How to complete this task:
In the data below, find every line with the word "blue" and copy it out.

Natural-language object grounding data
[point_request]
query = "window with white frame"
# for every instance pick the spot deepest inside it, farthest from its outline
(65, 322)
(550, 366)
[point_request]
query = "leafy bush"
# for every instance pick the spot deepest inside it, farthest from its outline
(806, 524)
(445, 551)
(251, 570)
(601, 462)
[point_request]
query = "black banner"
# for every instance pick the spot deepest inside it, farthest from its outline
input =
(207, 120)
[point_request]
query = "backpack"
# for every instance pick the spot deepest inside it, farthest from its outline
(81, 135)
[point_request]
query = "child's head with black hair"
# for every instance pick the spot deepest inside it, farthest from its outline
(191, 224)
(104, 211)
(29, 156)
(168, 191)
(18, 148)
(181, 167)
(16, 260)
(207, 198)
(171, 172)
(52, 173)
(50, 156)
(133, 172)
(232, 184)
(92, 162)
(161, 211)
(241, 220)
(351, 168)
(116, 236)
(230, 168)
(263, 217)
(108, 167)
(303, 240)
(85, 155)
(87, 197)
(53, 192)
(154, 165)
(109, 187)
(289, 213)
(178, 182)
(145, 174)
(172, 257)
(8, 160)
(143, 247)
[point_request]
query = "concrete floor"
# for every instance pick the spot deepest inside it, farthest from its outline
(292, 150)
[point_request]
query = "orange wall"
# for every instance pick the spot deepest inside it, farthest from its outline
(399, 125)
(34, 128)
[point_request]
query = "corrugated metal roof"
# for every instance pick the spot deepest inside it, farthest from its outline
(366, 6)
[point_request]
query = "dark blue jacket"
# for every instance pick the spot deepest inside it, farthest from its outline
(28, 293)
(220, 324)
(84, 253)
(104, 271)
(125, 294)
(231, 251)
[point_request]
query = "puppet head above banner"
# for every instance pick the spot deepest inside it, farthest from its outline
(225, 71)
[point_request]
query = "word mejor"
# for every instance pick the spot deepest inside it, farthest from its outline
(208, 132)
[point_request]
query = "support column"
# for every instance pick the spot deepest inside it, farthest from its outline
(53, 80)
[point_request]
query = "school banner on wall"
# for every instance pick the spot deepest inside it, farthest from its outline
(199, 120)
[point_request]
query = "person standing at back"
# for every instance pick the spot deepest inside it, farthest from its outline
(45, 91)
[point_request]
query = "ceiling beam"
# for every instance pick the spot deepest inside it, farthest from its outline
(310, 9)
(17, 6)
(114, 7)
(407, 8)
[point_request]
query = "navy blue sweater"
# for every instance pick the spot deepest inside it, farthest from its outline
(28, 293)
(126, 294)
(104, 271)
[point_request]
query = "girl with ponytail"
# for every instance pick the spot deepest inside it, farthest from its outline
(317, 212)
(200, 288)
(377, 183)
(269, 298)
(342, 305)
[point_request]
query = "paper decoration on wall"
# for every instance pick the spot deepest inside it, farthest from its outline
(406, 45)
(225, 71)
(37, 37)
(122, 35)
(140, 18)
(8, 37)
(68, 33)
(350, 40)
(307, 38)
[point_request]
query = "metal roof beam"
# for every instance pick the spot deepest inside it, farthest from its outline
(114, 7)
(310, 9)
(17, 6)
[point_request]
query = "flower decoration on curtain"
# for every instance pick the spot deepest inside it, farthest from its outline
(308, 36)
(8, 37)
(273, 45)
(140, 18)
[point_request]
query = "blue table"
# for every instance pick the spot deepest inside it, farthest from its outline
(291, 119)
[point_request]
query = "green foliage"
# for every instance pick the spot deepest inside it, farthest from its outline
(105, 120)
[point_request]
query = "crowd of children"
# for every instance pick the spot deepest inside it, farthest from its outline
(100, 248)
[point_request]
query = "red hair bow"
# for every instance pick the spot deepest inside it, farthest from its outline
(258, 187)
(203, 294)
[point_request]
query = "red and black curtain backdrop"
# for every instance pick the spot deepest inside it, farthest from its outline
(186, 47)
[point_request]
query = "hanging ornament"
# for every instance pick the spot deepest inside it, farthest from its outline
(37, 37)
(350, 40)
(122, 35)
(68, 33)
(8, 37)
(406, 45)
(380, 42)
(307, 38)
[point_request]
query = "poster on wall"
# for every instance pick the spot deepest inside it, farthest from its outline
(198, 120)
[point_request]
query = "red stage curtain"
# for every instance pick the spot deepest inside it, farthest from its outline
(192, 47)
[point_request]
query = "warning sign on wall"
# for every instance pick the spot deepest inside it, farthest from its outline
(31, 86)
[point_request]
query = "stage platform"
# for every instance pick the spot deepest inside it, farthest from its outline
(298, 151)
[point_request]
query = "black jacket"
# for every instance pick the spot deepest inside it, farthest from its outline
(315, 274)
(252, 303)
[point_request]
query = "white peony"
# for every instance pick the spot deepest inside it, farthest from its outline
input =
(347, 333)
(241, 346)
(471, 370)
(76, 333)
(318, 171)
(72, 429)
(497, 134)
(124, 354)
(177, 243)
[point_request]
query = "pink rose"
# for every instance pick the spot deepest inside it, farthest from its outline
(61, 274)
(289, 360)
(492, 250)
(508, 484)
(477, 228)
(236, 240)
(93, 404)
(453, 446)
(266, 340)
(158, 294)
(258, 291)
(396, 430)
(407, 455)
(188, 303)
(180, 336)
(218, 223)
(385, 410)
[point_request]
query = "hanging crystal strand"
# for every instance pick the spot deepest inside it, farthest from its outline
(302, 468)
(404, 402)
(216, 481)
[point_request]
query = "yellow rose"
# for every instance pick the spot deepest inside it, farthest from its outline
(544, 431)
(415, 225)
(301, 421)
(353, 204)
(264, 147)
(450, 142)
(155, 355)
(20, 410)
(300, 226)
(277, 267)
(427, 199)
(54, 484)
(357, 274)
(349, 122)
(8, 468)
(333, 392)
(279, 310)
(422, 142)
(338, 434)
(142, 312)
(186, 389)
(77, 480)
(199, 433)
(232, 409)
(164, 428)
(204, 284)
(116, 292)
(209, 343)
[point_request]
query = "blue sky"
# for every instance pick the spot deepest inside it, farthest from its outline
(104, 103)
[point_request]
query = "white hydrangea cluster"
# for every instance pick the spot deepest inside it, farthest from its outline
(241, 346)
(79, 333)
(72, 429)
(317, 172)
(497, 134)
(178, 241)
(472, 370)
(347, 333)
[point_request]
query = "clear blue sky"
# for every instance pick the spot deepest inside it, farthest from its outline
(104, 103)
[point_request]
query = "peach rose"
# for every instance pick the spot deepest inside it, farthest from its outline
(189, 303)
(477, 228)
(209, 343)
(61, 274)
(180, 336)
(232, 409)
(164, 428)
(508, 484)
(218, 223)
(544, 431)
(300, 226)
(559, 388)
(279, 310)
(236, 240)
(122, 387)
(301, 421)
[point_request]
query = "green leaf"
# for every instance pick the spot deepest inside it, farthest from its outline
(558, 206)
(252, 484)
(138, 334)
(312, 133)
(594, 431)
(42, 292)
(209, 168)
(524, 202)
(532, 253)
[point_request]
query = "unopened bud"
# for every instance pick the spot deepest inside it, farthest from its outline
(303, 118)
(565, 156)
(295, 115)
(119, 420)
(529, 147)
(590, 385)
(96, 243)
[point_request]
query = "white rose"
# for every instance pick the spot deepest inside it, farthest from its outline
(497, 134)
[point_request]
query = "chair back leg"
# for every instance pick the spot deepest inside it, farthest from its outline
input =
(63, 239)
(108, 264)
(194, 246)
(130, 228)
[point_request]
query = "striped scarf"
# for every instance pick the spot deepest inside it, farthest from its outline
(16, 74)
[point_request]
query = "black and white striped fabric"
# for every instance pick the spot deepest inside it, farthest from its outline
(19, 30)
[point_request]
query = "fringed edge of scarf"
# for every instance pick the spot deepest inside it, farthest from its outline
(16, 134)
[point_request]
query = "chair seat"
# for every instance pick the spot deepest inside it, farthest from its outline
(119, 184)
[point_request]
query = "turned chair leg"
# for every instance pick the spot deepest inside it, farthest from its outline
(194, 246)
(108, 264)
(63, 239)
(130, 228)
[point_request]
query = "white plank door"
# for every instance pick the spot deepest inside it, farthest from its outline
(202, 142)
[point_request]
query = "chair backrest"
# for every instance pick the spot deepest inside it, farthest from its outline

Answer to this task:
query = "dark blue jacket"
query = "navy blue sweater"
query = "blue table"
query = "blue sky"
query = "clear blue sky"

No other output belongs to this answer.